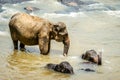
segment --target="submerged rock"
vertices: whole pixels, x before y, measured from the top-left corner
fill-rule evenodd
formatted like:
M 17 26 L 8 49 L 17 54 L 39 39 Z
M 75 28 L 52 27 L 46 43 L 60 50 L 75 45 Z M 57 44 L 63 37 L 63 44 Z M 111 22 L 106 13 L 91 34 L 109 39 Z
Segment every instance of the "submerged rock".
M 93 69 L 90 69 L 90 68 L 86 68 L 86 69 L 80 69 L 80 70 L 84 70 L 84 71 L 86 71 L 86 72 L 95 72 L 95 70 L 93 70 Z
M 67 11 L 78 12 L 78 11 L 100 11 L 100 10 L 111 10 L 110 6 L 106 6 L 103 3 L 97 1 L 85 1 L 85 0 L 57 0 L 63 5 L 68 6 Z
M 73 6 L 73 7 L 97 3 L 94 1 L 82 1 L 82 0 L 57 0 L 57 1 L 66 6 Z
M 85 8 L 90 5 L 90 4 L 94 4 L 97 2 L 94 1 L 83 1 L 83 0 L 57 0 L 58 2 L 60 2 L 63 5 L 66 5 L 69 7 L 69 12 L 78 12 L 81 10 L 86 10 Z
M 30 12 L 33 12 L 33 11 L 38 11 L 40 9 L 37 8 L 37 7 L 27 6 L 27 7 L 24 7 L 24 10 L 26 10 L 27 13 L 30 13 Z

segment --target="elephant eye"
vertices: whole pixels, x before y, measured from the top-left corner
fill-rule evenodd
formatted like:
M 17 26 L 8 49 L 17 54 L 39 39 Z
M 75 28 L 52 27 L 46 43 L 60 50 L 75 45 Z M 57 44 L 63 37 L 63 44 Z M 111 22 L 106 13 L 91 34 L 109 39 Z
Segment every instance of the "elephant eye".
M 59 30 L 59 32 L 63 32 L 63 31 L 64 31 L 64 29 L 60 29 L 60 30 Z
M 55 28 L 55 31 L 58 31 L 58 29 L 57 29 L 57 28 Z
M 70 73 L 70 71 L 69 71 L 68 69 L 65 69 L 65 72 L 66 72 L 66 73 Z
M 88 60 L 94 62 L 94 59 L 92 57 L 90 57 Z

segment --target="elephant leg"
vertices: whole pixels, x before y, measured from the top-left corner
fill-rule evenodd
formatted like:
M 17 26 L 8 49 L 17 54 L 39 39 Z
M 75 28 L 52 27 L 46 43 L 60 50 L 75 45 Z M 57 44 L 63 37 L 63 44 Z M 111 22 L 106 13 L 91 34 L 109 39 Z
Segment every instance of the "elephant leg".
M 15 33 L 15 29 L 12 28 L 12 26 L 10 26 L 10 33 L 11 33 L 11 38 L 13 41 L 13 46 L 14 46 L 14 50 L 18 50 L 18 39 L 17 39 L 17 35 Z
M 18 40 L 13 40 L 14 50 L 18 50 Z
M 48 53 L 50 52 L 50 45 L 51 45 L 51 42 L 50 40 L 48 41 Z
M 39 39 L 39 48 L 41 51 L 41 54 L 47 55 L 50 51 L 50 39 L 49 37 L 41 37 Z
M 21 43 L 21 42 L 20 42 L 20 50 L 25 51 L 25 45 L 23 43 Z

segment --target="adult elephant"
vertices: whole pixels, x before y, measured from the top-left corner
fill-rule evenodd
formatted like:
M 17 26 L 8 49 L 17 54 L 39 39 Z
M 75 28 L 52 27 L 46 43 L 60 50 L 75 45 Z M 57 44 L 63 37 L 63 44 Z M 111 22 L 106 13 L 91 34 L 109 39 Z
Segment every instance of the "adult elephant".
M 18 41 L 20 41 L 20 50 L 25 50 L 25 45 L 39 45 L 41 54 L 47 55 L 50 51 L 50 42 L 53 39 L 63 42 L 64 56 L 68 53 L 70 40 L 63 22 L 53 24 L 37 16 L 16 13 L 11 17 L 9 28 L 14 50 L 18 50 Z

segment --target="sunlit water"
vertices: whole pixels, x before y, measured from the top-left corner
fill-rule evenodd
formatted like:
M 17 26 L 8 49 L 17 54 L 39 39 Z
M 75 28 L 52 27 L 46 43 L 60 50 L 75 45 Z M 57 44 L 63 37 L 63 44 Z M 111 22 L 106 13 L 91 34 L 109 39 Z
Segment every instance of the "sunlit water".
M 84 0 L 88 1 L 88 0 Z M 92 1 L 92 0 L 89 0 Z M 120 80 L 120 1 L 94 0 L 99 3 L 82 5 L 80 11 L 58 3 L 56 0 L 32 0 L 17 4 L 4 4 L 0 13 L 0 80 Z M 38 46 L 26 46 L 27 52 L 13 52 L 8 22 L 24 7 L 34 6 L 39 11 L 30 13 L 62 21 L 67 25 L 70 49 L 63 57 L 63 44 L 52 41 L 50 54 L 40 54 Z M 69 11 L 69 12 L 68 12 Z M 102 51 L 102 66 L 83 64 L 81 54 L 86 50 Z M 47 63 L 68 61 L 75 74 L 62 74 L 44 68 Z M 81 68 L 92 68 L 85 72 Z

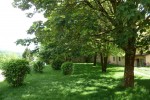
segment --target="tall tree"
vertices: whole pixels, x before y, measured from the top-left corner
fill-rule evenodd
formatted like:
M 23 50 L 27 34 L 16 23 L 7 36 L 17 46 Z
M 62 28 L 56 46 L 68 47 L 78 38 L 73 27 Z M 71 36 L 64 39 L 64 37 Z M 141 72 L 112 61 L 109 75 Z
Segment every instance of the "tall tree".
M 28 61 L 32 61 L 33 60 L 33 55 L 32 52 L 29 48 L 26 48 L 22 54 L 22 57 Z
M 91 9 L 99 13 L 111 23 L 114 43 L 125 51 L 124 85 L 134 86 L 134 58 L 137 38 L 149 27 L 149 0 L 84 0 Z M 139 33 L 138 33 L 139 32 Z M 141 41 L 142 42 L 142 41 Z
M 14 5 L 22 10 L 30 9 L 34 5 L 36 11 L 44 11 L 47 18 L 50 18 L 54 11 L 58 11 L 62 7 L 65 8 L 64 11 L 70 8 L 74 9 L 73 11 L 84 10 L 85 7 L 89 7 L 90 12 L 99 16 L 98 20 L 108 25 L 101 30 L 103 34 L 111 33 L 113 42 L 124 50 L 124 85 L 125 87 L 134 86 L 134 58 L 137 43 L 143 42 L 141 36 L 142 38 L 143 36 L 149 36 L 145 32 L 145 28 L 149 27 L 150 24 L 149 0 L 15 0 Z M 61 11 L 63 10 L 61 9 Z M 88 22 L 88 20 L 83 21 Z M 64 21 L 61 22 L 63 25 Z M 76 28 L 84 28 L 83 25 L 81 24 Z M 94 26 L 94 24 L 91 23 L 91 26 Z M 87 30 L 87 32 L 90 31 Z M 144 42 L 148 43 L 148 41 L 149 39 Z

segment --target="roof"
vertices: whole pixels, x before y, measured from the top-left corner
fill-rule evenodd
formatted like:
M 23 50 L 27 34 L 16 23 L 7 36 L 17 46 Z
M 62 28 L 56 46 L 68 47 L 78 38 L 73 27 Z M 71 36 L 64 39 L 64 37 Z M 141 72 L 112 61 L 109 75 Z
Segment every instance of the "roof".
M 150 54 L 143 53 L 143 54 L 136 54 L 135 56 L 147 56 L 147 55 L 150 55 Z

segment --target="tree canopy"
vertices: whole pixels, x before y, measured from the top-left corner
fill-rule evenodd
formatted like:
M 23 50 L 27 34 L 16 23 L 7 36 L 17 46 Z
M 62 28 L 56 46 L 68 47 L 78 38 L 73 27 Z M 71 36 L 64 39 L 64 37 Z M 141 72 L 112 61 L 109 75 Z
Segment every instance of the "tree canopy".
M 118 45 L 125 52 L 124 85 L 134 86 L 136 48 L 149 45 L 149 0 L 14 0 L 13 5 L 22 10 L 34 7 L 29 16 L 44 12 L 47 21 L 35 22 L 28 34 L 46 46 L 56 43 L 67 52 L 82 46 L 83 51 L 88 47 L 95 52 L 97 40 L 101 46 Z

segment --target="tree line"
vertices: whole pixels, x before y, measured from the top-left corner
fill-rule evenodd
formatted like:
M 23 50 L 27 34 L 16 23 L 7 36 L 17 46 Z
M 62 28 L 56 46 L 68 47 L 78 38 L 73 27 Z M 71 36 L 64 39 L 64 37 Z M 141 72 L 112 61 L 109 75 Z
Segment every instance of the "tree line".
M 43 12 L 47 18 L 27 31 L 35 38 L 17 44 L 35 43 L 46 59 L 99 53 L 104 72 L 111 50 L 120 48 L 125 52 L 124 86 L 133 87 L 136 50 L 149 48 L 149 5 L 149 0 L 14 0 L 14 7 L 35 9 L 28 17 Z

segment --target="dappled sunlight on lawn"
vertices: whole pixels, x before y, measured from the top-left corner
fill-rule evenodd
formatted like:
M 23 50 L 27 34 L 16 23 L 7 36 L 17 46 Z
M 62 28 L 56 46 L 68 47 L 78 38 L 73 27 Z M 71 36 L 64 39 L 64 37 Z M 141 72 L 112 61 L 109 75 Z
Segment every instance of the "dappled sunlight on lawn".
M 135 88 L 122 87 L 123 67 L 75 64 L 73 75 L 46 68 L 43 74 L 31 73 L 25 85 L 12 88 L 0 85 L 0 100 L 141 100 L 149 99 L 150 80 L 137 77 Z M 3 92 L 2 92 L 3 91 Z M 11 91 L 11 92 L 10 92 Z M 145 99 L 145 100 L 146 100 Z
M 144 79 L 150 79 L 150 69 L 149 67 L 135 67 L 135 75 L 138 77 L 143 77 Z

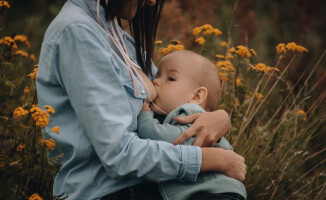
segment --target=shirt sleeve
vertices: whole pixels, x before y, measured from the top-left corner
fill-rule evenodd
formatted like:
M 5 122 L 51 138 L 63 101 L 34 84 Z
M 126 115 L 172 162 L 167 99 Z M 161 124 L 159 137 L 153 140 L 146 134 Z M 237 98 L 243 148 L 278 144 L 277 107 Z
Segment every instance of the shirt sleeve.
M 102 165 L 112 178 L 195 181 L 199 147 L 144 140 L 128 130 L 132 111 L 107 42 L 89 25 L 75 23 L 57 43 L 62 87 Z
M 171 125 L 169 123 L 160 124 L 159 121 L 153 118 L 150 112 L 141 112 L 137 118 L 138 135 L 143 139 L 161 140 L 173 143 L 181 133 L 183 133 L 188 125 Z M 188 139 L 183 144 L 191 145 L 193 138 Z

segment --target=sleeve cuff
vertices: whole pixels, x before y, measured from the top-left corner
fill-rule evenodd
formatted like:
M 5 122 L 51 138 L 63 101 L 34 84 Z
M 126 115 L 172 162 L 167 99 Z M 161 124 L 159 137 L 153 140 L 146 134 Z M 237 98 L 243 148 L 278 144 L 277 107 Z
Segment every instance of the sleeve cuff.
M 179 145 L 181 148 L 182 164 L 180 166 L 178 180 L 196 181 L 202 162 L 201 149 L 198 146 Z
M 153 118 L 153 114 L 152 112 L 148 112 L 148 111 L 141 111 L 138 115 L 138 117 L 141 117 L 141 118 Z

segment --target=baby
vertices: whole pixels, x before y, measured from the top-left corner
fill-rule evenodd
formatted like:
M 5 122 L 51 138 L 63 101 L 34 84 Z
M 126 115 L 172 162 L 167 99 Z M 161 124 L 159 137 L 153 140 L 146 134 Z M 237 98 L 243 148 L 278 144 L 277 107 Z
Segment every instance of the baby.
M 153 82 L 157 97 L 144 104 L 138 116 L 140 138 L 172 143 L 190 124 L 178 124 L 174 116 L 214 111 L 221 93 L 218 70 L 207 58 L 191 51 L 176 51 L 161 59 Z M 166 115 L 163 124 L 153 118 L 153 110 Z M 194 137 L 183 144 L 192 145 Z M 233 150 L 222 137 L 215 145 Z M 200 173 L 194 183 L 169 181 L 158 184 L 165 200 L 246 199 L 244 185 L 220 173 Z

____

• Task requirements: Transcribe exactly the lines from the one containing "segment --target=baby" through the end of the records, both included, and nothing else.

• Answer to this task:
segment --target=baby
vertices: whole pixels, x before y, measured from the top-left corner
fill-rule evenodd
formatted like:
M 5 122 L 51 138 L 63 101 L 34 84 Z
M 126 115 L 172 162 L 167 99 Z M 161 124 L 159 137 L 153 140 L 146 134 Z M 237 98 L 243 148 L 278 144 L 277 107 Z
Segment every instance of the baby.
M 153 82 L 157 97 L 144 104 L 138 116 L 140 138 L 172 143 L 190 124 L 178 124 L 174 116 L 214 111 L 221 93 L 218 70 L 207 58 L 191 51 L 176 51 L 161 59 Z M 166 115 L 163 124 L 153 118 L 153 110 Z M 194 137 L 183 144 L 192 145 Z M 233 150 L 222 137 L 215 145 Z M 200 173 L 194 183 L 169 181 L 158 184 L 165 200 L 246 199 L 244 185 L 220 173 Z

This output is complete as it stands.